WHAT IS ASKED — Please render the lines below as a Markdown table with the columns "No." and "Line". Begin at the line that has "Where can you see the adjustment" and stop after the one that has "column 912, row 552", numbering each row and leaving out any blank lines.

TASK INPUTS —
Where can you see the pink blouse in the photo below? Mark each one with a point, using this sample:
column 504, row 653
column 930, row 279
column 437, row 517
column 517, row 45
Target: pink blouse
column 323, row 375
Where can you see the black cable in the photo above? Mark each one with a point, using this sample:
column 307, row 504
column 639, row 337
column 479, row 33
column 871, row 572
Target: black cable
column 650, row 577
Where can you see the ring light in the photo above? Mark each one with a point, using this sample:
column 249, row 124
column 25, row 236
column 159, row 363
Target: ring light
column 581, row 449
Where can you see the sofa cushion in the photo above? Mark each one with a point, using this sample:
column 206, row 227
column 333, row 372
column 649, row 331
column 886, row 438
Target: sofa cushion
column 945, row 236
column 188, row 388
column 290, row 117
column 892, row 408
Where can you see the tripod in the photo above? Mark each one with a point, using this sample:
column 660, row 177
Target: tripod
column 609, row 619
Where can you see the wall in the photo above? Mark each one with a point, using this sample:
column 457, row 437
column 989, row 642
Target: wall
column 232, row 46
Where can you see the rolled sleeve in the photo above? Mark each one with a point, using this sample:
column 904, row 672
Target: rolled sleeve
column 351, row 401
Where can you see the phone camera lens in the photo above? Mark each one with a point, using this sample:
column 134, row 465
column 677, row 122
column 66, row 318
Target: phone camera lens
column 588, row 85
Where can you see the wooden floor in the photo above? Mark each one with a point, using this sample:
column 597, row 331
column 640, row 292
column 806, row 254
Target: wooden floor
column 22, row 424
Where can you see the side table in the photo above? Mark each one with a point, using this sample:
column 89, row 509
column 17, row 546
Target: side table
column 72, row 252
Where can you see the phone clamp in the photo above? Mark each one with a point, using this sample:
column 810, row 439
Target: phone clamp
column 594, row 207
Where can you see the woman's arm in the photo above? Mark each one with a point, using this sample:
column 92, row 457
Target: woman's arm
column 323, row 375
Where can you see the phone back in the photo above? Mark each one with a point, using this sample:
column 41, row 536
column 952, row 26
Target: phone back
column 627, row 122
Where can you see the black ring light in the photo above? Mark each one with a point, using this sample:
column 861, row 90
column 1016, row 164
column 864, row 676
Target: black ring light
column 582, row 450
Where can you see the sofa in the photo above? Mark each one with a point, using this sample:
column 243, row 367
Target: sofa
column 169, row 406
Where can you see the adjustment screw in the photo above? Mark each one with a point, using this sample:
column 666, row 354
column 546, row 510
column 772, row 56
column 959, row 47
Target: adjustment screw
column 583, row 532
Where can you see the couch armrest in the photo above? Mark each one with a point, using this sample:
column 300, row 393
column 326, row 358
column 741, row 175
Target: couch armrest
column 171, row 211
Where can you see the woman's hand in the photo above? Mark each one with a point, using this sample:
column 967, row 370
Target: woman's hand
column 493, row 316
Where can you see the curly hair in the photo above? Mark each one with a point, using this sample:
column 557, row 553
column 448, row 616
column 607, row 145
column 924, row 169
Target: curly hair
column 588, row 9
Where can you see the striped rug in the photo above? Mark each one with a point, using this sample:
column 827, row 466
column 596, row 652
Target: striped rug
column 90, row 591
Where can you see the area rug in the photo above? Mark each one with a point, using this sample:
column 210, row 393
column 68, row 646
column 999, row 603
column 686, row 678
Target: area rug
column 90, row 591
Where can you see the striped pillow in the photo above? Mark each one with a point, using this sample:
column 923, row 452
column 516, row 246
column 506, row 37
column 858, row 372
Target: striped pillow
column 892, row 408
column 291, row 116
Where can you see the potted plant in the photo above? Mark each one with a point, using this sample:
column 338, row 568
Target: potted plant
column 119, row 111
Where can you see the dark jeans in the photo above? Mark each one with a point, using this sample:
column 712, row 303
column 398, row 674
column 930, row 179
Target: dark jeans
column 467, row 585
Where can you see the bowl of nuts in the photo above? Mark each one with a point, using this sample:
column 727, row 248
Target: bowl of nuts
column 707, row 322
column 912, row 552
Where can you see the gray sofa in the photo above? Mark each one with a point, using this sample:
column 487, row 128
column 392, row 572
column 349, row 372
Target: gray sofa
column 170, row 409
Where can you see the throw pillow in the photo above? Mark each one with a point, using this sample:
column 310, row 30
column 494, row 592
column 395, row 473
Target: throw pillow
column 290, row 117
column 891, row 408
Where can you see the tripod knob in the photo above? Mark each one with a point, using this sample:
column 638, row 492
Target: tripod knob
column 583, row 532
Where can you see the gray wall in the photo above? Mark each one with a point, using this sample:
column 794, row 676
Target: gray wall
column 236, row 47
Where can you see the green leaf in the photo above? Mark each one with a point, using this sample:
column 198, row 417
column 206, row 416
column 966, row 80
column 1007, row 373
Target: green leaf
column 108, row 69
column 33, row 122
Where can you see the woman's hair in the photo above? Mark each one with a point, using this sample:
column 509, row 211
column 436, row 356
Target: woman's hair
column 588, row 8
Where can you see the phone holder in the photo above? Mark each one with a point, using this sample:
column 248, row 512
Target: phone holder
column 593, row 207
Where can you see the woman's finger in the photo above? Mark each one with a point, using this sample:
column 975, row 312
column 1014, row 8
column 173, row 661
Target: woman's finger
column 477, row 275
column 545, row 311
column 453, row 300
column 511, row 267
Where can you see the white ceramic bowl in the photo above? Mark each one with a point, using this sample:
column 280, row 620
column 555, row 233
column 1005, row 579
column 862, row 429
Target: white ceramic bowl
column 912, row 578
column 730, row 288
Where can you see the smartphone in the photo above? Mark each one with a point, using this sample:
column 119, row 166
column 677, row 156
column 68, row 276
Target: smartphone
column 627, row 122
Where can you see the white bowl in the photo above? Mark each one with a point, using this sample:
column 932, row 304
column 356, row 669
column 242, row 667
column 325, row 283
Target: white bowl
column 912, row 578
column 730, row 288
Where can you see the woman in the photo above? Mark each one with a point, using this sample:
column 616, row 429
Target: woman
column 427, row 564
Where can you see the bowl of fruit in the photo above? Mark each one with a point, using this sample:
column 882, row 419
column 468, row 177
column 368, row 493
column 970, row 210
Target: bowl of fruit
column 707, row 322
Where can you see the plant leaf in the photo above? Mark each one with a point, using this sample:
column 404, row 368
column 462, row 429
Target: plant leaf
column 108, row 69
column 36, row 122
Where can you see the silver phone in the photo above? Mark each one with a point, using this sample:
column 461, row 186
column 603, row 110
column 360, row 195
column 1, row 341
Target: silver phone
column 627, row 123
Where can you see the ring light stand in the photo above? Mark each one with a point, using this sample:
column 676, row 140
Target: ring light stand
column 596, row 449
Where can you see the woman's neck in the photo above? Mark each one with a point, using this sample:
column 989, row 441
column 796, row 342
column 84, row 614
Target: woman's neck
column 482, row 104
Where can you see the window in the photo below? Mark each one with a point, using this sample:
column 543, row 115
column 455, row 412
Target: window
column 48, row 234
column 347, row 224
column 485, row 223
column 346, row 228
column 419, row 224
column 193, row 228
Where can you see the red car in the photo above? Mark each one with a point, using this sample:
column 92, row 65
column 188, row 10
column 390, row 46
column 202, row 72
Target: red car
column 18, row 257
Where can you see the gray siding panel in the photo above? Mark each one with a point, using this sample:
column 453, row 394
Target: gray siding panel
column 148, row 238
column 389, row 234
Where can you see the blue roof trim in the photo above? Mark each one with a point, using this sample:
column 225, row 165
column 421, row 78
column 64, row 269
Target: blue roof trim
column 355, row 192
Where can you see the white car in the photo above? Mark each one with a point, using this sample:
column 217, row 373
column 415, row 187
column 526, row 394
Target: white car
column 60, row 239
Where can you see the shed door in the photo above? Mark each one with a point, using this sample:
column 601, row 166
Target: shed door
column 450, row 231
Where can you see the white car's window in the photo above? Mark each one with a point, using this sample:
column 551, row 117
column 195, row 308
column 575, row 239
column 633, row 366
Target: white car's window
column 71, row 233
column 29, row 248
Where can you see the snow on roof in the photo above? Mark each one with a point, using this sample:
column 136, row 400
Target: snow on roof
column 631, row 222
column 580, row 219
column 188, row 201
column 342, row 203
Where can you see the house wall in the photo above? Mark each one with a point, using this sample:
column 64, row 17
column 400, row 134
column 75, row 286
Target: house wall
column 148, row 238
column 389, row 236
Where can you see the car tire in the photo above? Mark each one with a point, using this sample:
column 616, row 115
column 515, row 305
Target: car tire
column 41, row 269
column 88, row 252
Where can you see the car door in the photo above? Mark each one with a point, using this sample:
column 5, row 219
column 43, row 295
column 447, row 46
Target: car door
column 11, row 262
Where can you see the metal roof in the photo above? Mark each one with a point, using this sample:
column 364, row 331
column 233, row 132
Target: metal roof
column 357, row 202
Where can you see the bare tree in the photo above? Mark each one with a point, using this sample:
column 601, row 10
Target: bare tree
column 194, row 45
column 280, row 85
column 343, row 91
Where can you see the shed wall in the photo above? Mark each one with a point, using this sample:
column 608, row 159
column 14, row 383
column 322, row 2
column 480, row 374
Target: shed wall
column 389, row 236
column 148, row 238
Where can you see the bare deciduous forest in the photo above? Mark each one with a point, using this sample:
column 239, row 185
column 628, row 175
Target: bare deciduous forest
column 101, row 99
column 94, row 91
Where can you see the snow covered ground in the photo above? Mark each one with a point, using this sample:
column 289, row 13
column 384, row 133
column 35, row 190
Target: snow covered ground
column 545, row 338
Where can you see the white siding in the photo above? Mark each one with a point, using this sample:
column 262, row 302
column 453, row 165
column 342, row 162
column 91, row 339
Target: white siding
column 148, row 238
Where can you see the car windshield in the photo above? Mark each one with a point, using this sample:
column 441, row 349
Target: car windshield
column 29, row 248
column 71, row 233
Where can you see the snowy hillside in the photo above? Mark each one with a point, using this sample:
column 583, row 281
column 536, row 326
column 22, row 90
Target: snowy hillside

SOLUTION TO THE EXERCISE —
| No. | Line |
|---|---|
| 1 | Where can you see the adjustment screw in the photo above? Mark each one with a point, using this sample: |
| 2 | column 666, row 354 |
| 3 | column 546, row 510 |
| 4 | column 772, row 56 |
| 5 | column 959, row 47 |
| 6 | Target: adjustment screw |
| 7 | column 583, row 532 |
| 8 | Where can you see the couch armrest in the photo above? Mark each one with a point, using this sample: |
| 9 | column 300, row 393 |
| 10 | column 326, row 358 |
| 11 | column 741, row 175 |
| 12 | Target: couch armrest |
| 13 | column 171, row 211 |
| 14 | Where can you see the woman's hand in the photo above? Mark each one with a point, using this sample: |
| 15 | column 967, row 370 |
| 16 | Target: woman's hand |
| 17 | column 493, row 316 |
| 18 | Where can you see the curly hair in the photo above? Mark each one with a point, using this sample: |
| 19 | column 557, row 553 |
| 20 | column 448, row 616 |
| 21 | column 607, row 145 |
| 22 | column 924, row 169 |
| 23 | Target: curly hair |
| 24 | column 588, row 9 |
| 25 | Where can you see the striped rug in the photo above? Mark each one with a point, using this sample: |
| 26 | column 827, row 466 |
| 27 | column 596, row 652 |
| 28 | Target: striped rug |
| 29 | column 90, row 591 |
| 30 | Where can you see the area rug in the photo above? Mark each one with a point, using this sample: |
| 31 | column 210, row 393 |
| 32 | column 68, row 646 |
| 33 | column 999, row 603 |
| 34 | column 686, row 678 |
| 35 | Target: area rug |
| 36 | column 90, row 591 |
| 37 | Where can you see the striped pillow in the photo above? Mark each one with a point, using this sample: |
| 38 | column 923, row 452 |
| 39 | column 516, row 246 |
| 40 | column 506, row 37 |
| 41 | column 858, row 372 |
| 42 | Target: striped pillow |
| 43 | column 892, row 408 |
| 44 | column 291, row 116 |
| 45 | Where can you see the potted plant in the photo above? Mark each one with a point, using this sample: |
| 46 | column 338, row 568 |
| 47 | Target: potted plant |
| 48 | column 119, row 111 |
| 49 | Where can you see the dark jeans in the photo above? Mark each one with a point, using this sample: |
| 50 | column 712, row 303 |
| 51 | column 398, row 674 |
| 52 | column 930, row 179 |
| 53 | Target: dark jeans |
| 54 | column 467, row 585 |
| 55 | Where can you see the bowl of nuts in the photo above? Mark each one with a point, using this sample: |
| 56 | column 727, row 248 |
| 57 | Target: bowl of nuts |
| 58 | column 707, row 322 |
| 59 | column 912, row 552 |